··· ENTRIES SHOWN

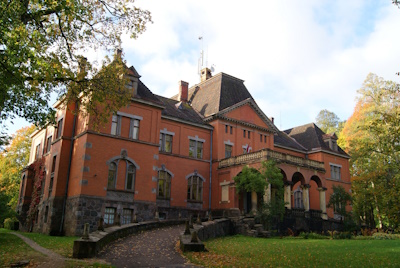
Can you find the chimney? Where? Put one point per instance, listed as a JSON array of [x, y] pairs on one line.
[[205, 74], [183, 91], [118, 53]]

······
··· ENTRIES SHOWN

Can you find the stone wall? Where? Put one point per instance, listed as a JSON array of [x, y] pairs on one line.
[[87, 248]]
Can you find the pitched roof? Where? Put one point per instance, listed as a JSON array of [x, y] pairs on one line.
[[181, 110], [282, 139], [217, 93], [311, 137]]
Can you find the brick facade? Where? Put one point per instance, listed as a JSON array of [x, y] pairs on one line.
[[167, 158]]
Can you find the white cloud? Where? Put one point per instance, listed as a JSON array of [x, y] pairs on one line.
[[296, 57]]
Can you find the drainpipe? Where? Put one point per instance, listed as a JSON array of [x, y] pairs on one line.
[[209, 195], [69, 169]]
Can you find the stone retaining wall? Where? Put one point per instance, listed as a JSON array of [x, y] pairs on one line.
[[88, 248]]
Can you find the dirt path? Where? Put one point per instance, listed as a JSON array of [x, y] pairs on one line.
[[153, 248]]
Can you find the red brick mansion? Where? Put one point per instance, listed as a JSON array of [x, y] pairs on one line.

······

| WHAT TO WORK ON |
Can you reproduce the material from the line containing "Can you find the pitched" through the line containing "[[209, 195], [69, 169]]", requests included, and give only those lines, with every x and y coordinate in the answers multiplied by 0.7 and rounded to whole numbers, halves rounded up?

| THE REPLY |
Can you find the pitched roof? Where? Put one point per instance, listed as a JSON array of [x, y] pairs on one line.
[[127, 77], [197, 97], [152, 65], [218, 96]]
Can you find the brick facade? Where? Put one point per instance, listed as a JSON array of [x, y] pairs on one line.
[[117, 111]]
Can you find the white cloud? Where? Put one point per instance, listed as a JSON array of [x, y] pairs on one line.
[[207, 40]]
Can you find the drainpipe? Where? Put one point per instance, listed as a JSON array of [x, y] pairs on one line.
[[146, 137], [48, 118]]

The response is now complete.